■ Work item ■
Your task is to find every line of the data that holds the string "below" and copy it.

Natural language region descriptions
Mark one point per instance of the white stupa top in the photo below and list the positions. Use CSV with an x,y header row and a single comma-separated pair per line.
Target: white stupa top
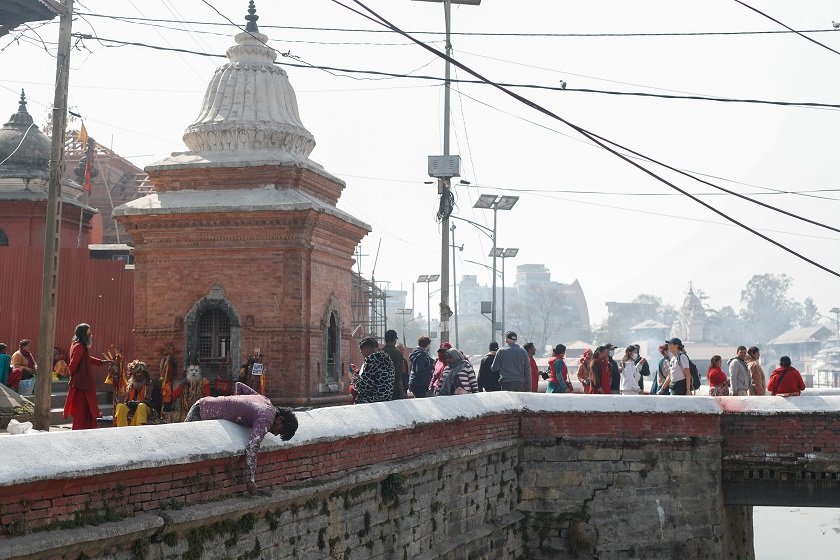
x,y
250,105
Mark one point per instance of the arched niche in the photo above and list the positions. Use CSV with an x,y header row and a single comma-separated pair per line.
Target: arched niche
x,y
213,335
331,332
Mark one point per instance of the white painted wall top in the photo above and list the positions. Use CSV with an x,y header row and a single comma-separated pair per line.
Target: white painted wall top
x,y
56,455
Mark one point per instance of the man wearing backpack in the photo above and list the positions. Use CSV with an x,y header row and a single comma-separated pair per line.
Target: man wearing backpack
x,y
679,370
739,373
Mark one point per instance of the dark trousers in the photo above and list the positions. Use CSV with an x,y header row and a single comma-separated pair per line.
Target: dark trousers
x,y
679,387
516,386
194,414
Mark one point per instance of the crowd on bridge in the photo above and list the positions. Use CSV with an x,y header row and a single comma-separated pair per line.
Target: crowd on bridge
x,y
386,374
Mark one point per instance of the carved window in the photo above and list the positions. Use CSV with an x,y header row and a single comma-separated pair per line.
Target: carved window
x,y
213,334
332,349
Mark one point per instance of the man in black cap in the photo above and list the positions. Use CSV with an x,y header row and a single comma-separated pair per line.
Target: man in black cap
x,y
487,380
513,365
615,373
397,358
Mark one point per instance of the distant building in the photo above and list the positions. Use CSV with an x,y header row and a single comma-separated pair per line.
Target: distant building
x,y
116,182
692,325
802,346
95,291
24,187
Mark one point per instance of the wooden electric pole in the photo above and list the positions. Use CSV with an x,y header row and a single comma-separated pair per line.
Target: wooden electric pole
x,y
52,235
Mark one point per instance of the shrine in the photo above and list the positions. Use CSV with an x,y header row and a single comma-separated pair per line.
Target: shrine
x,y
240,251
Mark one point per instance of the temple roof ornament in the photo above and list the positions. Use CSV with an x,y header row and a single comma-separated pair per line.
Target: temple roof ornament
x,y
250,106
24,149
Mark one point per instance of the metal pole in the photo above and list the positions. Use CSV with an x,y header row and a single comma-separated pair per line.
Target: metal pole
x,y
52,235
454,287
445,312
428,310
503,295
493,313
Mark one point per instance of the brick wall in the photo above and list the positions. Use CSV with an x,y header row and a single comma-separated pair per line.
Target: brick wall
x,y
485,476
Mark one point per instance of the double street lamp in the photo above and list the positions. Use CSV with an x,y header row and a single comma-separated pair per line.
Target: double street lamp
x,y
428,278
444,168
495,203
503,254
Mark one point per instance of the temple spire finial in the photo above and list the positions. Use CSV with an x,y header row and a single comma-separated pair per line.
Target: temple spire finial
x,y
252,18
22,106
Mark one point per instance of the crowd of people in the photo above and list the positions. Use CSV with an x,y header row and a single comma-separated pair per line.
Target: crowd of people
x,y
386,375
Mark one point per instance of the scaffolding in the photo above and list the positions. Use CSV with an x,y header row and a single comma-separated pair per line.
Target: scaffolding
x,y
369,304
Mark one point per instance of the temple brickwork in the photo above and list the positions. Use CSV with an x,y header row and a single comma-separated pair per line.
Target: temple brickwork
x,y
241,249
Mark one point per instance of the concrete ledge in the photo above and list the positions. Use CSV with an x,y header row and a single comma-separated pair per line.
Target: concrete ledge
x,y
61,455
804,404
45,544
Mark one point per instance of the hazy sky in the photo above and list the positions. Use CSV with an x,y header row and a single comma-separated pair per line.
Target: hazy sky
x,y
635,236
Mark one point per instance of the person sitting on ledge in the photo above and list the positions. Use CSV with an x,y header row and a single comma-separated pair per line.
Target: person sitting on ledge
x,y
785,381
143,400
247,408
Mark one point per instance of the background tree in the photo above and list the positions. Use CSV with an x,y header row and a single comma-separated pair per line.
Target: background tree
x,y
767,310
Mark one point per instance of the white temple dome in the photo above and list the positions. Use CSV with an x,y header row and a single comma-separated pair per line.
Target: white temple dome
x,y
250,106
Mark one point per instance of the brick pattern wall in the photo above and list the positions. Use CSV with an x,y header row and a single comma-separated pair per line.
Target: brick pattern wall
x,y
505,485
756,436
58,503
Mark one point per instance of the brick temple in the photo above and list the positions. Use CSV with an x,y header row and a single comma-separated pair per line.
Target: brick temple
x,y
240,246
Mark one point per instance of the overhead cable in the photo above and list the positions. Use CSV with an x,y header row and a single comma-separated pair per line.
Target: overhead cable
x,y
800,33
594,138
131,19
804,104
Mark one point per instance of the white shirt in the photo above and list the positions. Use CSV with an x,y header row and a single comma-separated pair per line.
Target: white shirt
x,y
678,366
630,379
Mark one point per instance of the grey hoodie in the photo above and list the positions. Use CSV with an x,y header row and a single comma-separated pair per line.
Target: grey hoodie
x,y
739,375
513,365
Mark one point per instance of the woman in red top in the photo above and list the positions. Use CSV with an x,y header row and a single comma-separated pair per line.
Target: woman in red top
x,y
535,370
81,396
584,374
601,371
785,381
718,382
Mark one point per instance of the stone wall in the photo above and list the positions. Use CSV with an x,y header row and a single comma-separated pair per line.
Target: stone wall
x,y
637,493
495,475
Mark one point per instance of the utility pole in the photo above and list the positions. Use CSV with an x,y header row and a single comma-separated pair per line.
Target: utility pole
x,y
52,236
836,311
446,194
455,282
444,168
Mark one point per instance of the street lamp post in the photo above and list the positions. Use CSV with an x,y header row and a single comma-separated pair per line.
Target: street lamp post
x,y
444,168
455,283
403,313
836,311
503,254
428,278
495,203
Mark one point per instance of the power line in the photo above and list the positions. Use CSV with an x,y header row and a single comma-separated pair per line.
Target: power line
x,y
804,193
331,69
131,19
800,33
594,138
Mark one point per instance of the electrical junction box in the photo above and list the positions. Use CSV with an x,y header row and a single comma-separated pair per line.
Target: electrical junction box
x,y
444,167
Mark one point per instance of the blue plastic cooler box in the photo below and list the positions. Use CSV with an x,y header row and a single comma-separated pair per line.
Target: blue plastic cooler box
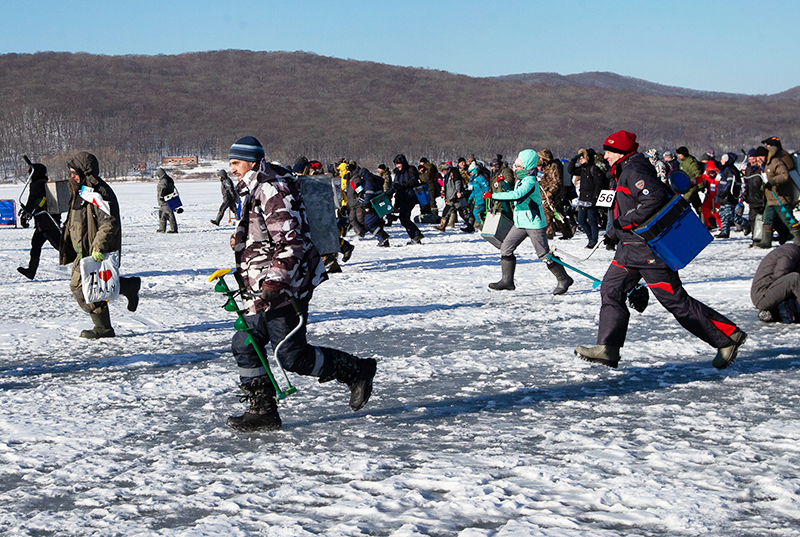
x,y
173,201
675,233
423,194
382,204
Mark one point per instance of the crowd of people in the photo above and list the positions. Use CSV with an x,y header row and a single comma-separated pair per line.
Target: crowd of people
x,y
278,265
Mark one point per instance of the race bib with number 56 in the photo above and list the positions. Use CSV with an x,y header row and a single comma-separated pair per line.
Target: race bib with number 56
x,y
606,198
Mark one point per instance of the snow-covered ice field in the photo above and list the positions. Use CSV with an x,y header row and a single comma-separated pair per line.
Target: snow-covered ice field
x,y
482,422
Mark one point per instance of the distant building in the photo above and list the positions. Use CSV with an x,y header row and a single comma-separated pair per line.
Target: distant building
x,y
178,160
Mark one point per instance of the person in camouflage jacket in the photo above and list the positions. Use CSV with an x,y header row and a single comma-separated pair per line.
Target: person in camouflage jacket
x,y
277,268
552,185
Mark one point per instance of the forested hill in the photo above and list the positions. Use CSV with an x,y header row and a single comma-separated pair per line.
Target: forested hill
x,y
137,108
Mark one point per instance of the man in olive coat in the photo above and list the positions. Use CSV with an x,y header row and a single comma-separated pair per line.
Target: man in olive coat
x,y
93,228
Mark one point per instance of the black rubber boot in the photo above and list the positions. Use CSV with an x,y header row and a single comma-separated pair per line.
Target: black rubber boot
x,y
346,249
29,272
357,373
508,264
766,237
607,355
726,355
102,326
263,412
129,288
383,238
564,281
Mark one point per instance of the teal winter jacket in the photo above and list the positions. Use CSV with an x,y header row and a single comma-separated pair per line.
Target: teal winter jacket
x,y
526,196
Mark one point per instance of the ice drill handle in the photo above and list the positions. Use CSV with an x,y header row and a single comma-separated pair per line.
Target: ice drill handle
x,y
295,305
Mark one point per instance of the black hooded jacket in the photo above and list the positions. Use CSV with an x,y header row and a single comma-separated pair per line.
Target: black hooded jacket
x,y
592,179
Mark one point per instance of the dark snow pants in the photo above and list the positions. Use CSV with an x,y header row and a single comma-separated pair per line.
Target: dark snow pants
x,y
164,216
405,200
271,327
782,289
633,262
45,230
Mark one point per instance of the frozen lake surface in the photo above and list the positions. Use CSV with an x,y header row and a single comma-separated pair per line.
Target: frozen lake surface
x,y
482,422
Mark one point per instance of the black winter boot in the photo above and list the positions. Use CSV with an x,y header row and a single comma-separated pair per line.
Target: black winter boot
x,y
102,326
383,238
766,237
564,281
726,355
29,272
129,288
508,264
263,412
346,250
357,373
607,355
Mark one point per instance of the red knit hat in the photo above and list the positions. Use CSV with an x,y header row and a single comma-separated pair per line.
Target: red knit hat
x,y
623,142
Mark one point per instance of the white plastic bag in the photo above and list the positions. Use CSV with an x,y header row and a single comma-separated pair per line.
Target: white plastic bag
x,y
100,279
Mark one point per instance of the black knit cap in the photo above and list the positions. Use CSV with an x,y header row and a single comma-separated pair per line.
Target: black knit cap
x,y
247,149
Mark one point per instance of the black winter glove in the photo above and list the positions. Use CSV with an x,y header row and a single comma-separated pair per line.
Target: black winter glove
x,y
639,297
272,291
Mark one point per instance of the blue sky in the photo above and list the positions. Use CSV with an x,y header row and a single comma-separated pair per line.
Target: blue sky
x,y
734,46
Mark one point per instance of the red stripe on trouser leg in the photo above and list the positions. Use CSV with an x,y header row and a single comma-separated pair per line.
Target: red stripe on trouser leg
x,y
661,285
725,328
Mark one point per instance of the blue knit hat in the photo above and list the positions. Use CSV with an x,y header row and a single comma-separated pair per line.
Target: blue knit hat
x,y
247,149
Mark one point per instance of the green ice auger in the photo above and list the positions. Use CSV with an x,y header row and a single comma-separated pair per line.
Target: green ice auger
x,y
241,324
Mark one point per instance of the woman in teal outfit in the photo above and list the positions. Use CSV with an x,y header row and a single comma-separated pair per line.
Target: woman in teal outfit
x,y
529,221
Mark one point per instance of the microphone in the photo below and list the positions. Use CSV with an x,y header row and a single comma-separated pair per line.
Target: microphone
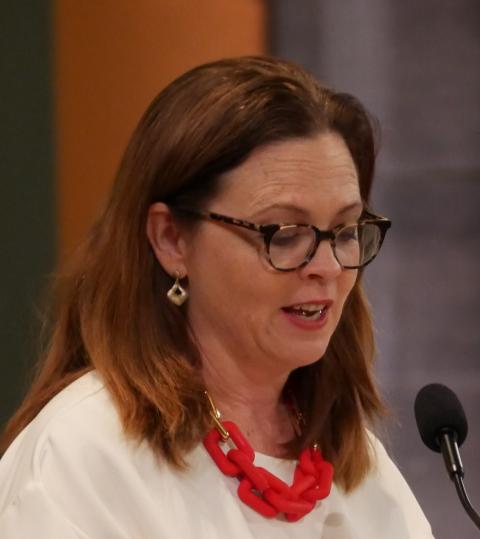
x,y
443,428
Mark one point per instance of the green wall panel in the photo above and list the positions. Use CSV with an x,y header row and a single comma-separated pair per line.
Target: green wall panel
x,y
27,207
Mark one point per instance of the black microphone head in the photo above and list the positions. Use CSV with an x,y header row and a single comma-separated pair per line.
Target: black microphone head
x,y
437,408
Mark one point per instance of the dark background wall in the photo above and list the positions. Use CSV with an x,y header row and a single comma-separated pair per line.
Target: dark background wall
x,y
416,65
27,234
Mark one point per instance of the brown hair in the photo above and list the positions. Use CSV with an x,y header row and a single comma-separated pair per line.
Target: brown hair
x,y
112,314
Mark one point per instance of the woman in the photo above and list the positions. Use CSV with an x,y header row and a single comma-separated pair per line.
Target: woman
x,y
218,299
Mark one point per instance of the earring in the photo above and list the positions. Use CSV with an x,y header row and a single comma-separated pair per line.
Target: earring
x,y
177,294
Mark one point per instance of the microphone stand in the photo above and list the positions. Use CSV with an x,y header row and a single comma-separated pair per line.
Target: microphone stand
x,y
453,462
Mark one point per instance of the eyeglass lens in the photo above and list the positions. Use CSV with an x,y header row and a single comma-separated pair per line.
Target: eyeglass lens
x,y
354,245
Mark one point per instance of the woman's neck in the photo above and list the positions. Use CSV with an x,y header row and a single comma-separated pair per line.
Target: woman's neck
x,y
253,401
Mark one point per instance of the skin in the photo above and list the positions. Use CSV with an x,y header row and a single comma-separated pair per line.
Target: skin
x,y
248,345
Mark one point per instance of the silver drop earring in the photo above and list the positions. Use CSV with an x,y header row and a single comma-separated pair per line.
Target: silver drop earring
x,y
177,294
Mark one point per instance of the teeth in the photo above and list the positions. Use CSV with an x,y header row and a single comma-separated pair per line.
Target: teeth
x,y
309,307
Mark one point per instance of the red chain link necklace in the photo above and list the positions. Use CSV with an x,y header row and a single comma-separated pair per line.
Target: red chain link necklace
x,y
261,490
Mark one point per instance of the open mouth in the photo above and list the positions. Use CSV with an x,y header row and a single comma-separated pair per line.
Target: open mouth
x,y
307,311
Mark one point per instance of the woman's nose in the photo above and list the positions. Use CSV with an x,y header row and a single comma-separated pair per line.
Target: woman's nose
x,y
323,264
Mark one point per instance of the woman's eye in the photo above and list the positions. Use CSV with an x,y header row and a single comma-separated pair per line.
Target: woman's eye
x,y
287,237
348,234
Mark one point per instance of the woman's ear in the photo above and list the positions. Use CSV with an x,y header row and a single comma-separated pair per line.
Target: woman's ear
x,y
166,239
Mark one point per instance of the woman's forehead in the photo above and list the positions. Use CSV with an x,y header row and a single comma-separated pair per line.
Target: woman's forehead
x,y
295,175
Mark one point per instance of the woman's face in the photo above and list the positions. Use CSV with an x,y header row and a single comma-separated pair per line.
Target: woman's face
x,y
239,305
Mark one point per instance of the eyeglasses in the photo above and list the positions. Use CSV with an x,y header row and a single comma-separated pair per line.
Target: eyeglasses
x,y
292,246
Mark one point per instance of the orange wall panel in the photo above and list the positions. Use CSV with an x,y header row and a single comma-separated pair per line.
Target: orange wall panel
x,y
111,58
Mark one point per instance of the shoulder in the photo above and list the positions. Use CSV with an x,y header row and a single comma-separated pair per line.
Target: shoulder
x,y
73,426
387,489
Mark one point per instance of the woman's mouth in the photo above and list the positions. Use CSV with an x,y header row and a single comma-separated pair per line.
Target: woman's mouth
x,y
311,315
310,311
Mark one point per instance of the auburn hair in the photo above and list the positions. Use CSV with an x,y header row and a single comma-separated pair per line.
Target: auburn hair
x,y
110,310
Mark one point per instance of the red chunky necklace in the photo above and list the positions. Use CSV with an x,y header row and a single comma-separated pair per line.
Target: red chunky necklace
x,y
261,490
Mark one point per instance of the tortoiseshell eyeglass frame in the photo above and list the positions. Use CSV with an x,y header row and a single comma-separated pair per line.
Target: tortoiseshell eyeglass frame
x,y
269,230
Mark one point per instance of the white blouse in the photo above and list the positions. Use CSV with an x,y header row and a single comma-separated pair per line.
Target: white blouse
x,y
72,473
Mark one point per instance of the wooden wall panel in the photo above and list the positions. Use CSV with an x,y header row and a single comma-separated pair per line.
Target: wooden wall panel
x,y
111,58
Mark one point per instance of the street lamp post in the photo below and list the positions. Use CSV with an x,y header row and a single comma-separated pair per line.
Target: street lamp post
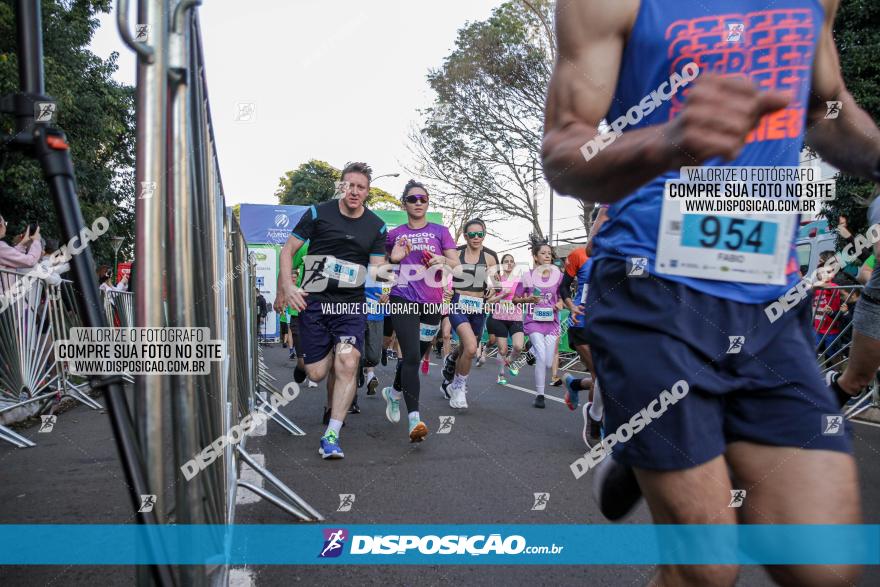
x,y
117,244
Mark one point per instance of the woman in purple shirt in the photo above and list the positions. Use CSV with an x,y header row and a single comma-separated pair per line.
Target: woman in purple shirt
x,y
422,249
539,289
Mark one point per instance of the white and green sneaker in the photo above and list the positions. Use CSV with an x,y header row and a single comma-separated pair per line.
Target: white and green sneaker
x,y
392,406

■ Exercise output ■
Mark one point per instance of the white stupa top in the photo below and list the positions. Use CSV with an x,y header row and a single comma-separated pair per line.
Mark one point per instance of the blue plastic cooler box in the photo below and list the positions. Use CSV with an x,y header row and a single comma-separated pair per line.
Mark one point per instance of the microphone in the photo below and list the positions. Use CSV with an x,y header row and a single comma-separated pair per line.
Mark one point per instance of the street lamp post in the photo below and list the positions. Use CSV with an x,y header row and a single comma-separated pair per line.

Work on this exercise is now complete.